Do inflation-linked bonds need high inflation?

Governments and central banks have pursued extraordinary measures to help support the global economy over 2020, raising concerns that too much stimulus will result in higher inflation. However, inflation-linked bonds do not need a dramatic rise in inflation to be a good investment; instead, investor expectations of inflation just need to be higher than where they are currently.

Playing a return to inflation

Central banks are really trying to do two things when it comes to inflation. The first is to create it. With inflation modestly above interest rates, governments find it easier to reduce their debt burdens and ensure the long-term sustainability of their finances.

The second objective is to boost inflation expectations. This gets consumers and businesses into the habit of expecting a stable rate of inflation, rather than deferring purchases in case prices are lower in six months’ time.

When we think about inflation-linked bonds in fixed income portfolios today, we are really thinking about inflation expectations, which we believe are low relative to where they might be in a few quarters. We have had a conservative allocation – and low duration – exposure to inflation-linked bonds for some time and, while this has been vindicated, our analysis is now pointing to higher prices in some sectors. As a result, we believe investors should consider rotating some of their nominal government bond exposure into their inflation-linked counterparts.

A more nuanced way to take risk

Inflation breakevens typically widen when spreads tighten, and display a positive correlation to equities. While fixed income investors can normally take more risk by adding to areas such as high yield bonds, we believe the modest risk-on nature of inflation-linked bonds is attractive today, particularly with high yield prices having recovered strongly from their March lows. Inflation over credit might be a more muted way to take risk, but that might be no bad thing in the current environment.

Segmentation mask data:
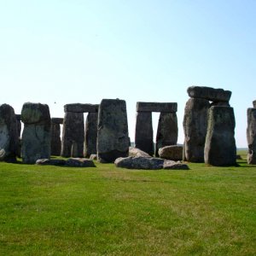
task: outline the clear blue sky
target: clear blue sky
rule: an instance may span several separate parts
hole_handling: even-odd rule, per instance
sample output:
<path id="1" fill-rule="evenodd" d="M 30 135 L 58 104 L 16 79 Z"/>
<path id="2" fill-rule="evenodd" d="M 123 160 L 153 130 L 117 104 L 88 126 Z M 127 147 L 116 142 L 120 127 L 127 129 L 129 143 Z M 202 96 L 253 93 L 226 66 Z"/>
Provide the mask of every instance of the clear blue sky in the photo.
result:
<path id="1" fill-rule="evenodd" d="M 254 0 L 0 0 L 0 103 L 177 102 L 190 85 L 232 90 L 238 147 L 256 99 Z M 55 103 L 56 102 L 56 103 Z M 154 114 L 154 136 L 157 115 Z"/>

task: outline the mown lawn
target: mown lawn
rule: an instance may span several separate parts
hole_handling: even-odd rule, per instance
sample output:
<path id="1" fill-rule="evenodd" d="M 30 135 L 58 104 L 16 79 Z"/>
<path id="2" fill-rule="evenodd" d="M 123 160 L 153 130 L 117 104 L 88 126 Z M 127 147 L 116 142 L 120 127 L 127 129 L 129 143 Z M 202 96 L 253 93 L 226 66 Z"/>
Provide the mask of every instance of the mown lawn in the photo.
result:
<path id="1" fill-rule="evenodd" d="M 0 254 L 255 255 L 256 166 L 238 162 L 189 171 L 0 163 Z"/>

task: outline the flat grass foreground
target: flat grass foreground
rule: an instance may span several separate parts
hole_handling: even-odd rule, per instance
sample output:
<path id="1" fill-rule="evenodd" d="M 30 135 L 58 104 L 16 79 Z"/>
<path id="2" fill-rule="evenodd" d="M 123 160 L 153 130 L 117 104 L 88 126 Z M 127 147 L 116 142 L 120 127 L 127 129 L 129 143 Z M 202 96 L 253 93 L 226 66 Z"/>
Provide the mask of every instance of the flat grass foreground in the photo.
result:
<path id="1" fill-rule="evenodd" d="M 256 166 L 238 163 L 0 163 L 0 254 L 255 255 Z"/>

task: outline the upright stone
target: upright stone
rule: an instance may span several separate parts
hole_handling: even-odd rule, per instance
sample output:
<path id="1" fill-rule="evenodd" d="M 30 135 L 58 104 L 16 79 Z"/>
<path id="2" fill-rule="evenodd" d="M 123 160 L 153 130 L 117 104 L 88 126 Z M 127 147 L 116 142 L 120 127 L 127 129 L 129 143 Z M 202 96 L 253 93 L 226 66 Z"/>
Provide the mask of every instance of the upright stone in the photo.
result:
<path id="1" fill-rule="evenodd" d="M 83 157 L 84 140 L 84 121 L 83 113 L 65 113 L 61 152 L 63 157 Z"/>
<path id="2" fill-rule="evenodd" d="M 19 154 L 17 121 L 14 108 L 0 105 L 0 160 L 15 160 Z"/>
<path id="3" fill-rule="evenodd" d="M 155 156 L 160 148 L 176 145 L 177 141 L 177 119 L 176 113 L 160 113 L 158 122 Z"/>
<path id="4" fill-rule="evenodd" d="M 210 108 L 205 145 L 206 164 L 216 166 L 236 165 L 235 126 L 233 108 Z"/>
<path id="5" fill-rule="evenodd" d="M 256 108 L 247 109 L 247 163 L 256 165 Z"/>
<path id="6" fill-rule="evenodd" d="M 98 130 L 98 113 L 88 113 L 85 121 L 84 132 L 84 157 L 97 154 L 97 130 Z"/>
<path id="7" fill-rule="evenodd" d="M 190 98 L 186 103 L 183 118 L 183 160 L 189 162 L 204 162 L 209 105 L 207 100 L 197 98 Z"/>
<path id="8" fill-rule="evenodd" d="M 150 155 L 154 154 L 151 112 L 137 112 L 135 130 L 135 148 Z"/>
<path id="9" fill-rule="evenodd" d="M 49 158 L 51 120 L 48 105 L 24 103 L 21 121 L 24 123 L 21 142 L 23 162 L 34 164 L 38 159 Z"/>
<path id="10" fill-rule="evenodd" d="M 126 103 L 103 99 L 99 108 L 97 156 L 101 162 L 113 162 L 129 154 Z"/>

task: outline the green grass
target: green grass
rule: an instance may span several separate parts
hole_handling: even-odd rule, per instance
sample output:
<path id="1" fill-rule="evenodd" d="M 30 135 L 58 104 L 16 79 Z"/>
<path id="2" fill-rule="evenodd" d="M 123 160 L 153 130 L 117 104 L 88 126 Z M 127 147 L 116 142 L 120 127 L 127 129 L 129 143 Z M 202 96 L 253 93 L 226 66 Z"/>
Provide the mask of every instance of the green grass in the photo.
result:
<path id="1" fill-rule="evenodd" d="M 239 165 L 0 163 L 0 254 L 255 255 L 256 166 Z"/>

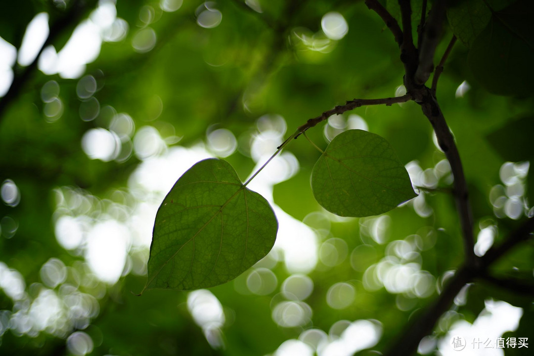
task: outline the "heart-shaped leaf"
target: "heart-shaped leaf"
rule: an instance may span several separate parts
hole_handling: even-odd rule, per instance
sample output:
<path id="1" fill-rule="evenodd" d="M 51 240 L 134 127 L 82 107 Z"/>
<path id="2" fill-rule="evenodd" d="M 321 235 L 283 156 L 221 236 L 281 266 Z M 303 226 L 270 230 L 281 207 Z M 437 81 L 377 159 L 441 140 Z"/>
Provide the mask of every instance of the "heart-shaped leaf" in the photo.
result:
<path id="1" fill-rule="evenodd" d="M 336 136 L 311 172 L 317 202 L 340 216 L 371 216 L 417 196 L 410 177 L 383 138 L 361 130 Z"/>
<path id="2" fill-rule="evenodd" d="M 158 210 L 143 290 L 195 289 L 233 279 L 269 253 L 278 228 L 269 203 L 246 188 L 229 163 L 201 161 Z"/>

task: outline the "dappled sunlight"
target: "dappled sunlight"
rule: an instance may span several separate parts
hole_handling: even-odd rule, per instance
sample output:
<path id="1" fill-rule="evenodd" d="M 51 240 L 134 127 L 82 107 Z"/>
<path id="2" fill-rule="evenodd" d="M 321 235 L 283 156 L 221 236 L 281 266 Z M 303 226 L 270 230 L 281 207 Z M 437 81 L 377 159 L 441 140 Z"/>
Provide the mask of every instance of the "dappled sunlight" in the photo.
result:
<path id="1" fill-rule="evenodd" d="M 513 306 L 505 302 L 487 299 L 485 308 L 473 324 L 466 320 L 455 321 L 446 335 L 438 342 L 438 350 L 443 356 L 457 355 L 458 352 L 452 344 L 453 337 L 464 338 L 465 350 L 469 354 L 500 356 L 504 354 L 502 347 L 497 346 L 497 339 L 508 331 L 517 328 L 523 315 L 521 308 Z M 504 342 L 503 339 L 502 342 Z"/>
<path id="2" fill-rule="evenodd" d="M 0 37 L 0 97 L 7 92 L 13 81 L 13 66 L 17 60 L 17 49 Z"/>
<path id="3" fill-rule="evenodd" d="M 223 20 L 223 14 L 216 8 L 217 3 L 207 1 L 197 8 L 197 23 L 204 28 L 214 28 Z"/>
<path id="4" fill-rule="evenodd" d="M 419 251 L 425 248 L 423 245 L 421 236 L 413 235 L 388 243 L 386 256 L 369 266 L 364 273 L 364 287 L 370 291 L 384 287 L 389 293 L 402 294 L 410 299 L 431 296 L 435 291 L 436 281 L 430 272 L 421 269 L 422 260 Z M 356 267 L 363 269 L 372 260 L 370 259 L 366 264 Z"/>
<path id="5" fill-rule="evenodd" d="M 284 342 L 273 354 L 350 356 L 376 345 L 382 336 L 382 328 L 376 320 L 340 320 L 331 327 L 328 334 L 320 329 L 305 330 L 298 340 Z"/>
<path id="6" fill-rule="evenodd" d="M 284 281 L 280 289 L 286 299 L 303 300 L 313 291 L 313 281 L 305 274 L 295 273 Z"/>
<path id="7" fill-rule="evenodd" d="M 328 12 L 321 19 L 321 28 L 331 39 L 339 40 L 349 31 L 349 25 L 343 15 L 339 12 Z"/>
<path id="8" fill-rule="evenodd" d="M 6 179 L 0 186 L 0 196 L 4 203 L 14 208 L 20 202 L 20 191 L 15 182 L 11 179 Z"/>
<path id="9" fill-rule="evenodd" d="M 223 306 L 215 295 L 207 289 L 199 289 L 187 295 L 187 310 L 204 332 L 214 349 L 224 346 L 221 328 L 225 320 Z"/>
<path id="10" fill-rule="evenodd" d="M 260 267 L 250 270 L 247 277 L 247 287 L 254 294 L 267 295 L 278 286 L 276 275 L 269 268 Z"/>
<path id="11" fill-rule="evenodd" d="M 174 12 L 182 6 L 183 2 L 183 0 L 161 0 L 160 7 L 164 11 Z"/>
<path id="12" fill-rule="evenodd" d="M 354 302 L 356 290 L 344 282 L 333 284 L 326 292 L 326 304 L 333 309 L 344 309 Z"/>
<path id="13" fill-rule="evenodd" d="M 475 146 L 528 105 L 484 93 L 476 76 L 473 91 L 466 81 L 458 85 L 473 76 L 458 67 L 473 46 L 455 49 L 454 65 L 442 66 L 444 56 L 436 67 L 450 76 L 439 96 L 459 105 L 451 112 L 435 106 L 428 81 L 414 86 L 409 73 L 403 80 L 402 64 L 391 60 L 402 30 L 372 28 L 380 17 L 365 15 L 363 2 L 37 2 L 7 14 L 0 37 L 0 97 L 8 94 L 0 105 L 0 350 L 379 354 L 436 300 L 442 314 L 434 329 L 423 326 L 433 333 L 420 353 L 452 355 L 454 335 L 494 341 L 518 328 L 523 310 L 504 302 L 486 300 L 475 316 L 482 305 L 475 310 L 469 299 L 480 299 L 469 294 L 473 276 L 489 277 L 468 259 L 458 267 L 459 234 L 469 235 L 453 201 L 451 164 L 459 162 L 445 157 L 428 122 L 410 120 L 429 104 L 451 116 L 459 110 L 462 120 L 492 115 L 487 125 L 466 126 L 480 140 L 462 140 L 460 151 L 475 221 L 467 244 L 475 242 L 478 257 L 499 248 L 503 234 L 534 215 L 530 162 L 474 157 Z M 396 5 L 384 6 L 398 17 Z M 393 38 L 382 41 L 381 28 Z M 420 64 L 420 50 L 402 56 L 405 68 Z M 420 105 L 393 105 L 390 97 L 407 92 L 402 83 Z M 341 113 L 327 119 L 334 111 Z M 323 153 L 332 160 L 319 175 L 320 154 L 304 129 L 319 151 L 359 136 L 331 145 L 343 154 Z M 397 145 L 402 161 L 389 151 Z M 528 146 L 522 151 L 506 159 L 528 160 Z M 390 184 L 397 181 L 405 187 Z M 395 201 L 403 202 L 390 211 Z M 516 275 L 531 275 L 528 259 L 515 257 L 502 266 L 514 262 Z M 467 283 L 450 283 L 459 280 Z M 173 288 L 184 290 L 152 290 Z"/>
<path id="14" fill-rule="evenodd" d="M 215 156 L 224 158 L 237 148 L 235 136 L 229 130 L 218 129 L 207 133 L 208 148 Z"/>
<path id="15" fill-rule="evenodd" d="M 467 83 L 467 81 L 464 81 L 461 84 L 458 85 L 458 88 L 456 89 L 456 93 L 455 94 L 456 98 L 463 98 L 470 89 L 471 86 Z"/>
<path id="16" fill-rule="evenodd" d="M 300 300 L 283 300 L 272 307 L 272 319 L 284 328 L 304 326 L 311 321 L 311 307 Z"/>
<path id="17" fill-rule="evenodd" d="M 489 194 L 497 217 L 517 220 L 522 216 L 532 216 L 532 207 L 529 205 L 531 203 L 524 196 L 530 165 L 529 162 L 506 162 L 501 166 L 499 176 L 503 184 L 493 186 Z"/>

### Work task
Resume the text on inflation-linked bonds after its final sentence, in the same formal register.

### Written reply
Where do central banks fit into all this?

To be clear, we do not expect a dramatic spike in inflation, and do not believe that today’s fiscal and monetary stimulus will necessarily lead to higher inflation. While the global economy may have benefitted from a more direct injection of stimulus than in 2008, a lot of it is compensatory rather than stimulatory – e.g. furlough schemes replacing the wages of hospitality workers. A lot of the stimulus that enters the economy will be ‘mopped up’ as people and businesses are compensated for the economic side effects of the pandemic.

In fact, our experience following 2008 suggests central banks will be on hold for longer than people think. We would not be surprised if the Federal Reserve stayed on hold until the mid-2020s.

The recovery so far has largely been driven by stimulus packages, but a vaccine still needs to be released and distributed before the economy can really start to put the crisis behind it. It will take time to recover and be certain of the recovery’s strength. Before you know it, a three to four-year horizon for central banks to raise rates looks sensible, perhaps even ambitious.

Central banks will of course do everything within their power to try to reflate the economy. The Fed’s decision to aim for an average rate of inflation over time, rather than a consistent target, looks like an underappreciated change.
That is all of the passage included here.